### What this task involves
Render every line of the entries below as a JSON list of strings, one string per line, skipping blank lines. Leave the pictures out.

### Task material
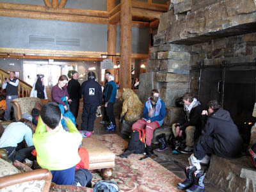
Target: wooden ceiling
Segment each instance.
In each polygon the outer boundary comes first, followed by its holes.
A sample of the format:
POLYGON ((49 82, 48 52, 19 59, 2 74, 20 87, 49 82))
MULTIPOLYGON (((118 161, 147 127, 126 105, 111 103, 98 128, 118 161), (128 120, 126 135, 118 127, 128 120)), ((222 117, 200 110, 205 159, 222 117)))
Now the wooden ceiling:
MULTIPOLYGON (((120 20, 120 4, 116 6, 111 11, 99 11, 66 8, 68 0, 42 0, 45 6, 0 2, 0 16, 36 19, 64 20, 100 24, 119 25, 120 20)), ((71 0, 69 0, 71 1, 71 0)), ((132 1, 132 27, 153 28, 157 26, 160 15, 167 12, 167 4, 132 1)), ((100 52, 12 49, 0 47, 0 58, 46 58, 76 60, 101 60, 100 52)), ((148 54, 133 54, 132 58, 145 58, 148 54)))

### Written answer
[
  "Target: wooden ceiling",
  "Segment each instance.",
  "In each polygon the outer boundary comes first, followed by its holes.",
  "A sample of the format:",
  "POLYGON ((49 82, 48 52, 19 59, 2 74, 20 87, 49 82))",
  "MULTIPOLYGON (((118 161, 147 127, 126 105, 111 103, 98 128, 118 161), (128 120, 126 135, 118 127, 128 120)), ((222 117, 200 110, 205 159, 222 117)))",
  "Now the wooden ceiling:",
  "MULTIPOLYGON (((120 20, 120 4, 116 6, 111 11, 99 11, 66 8, 68 0, 42 0, 45 6, 0 2, 0 16, 36 19, 64 20, 100 24, 119 25, 120 20)), ((71 0, 69 0, 71 1, 71 0)), ((132 1, 132 27, 153 28, 157 26, 160 15, 167 12, 167 4, 132 1)), ((100 52, 12 49, 0 47, 0 58, 46 58, 76 60, 101 60, 100 52)), ((148 54, 133 54, 132 58, 145 58, 148 54)))"
]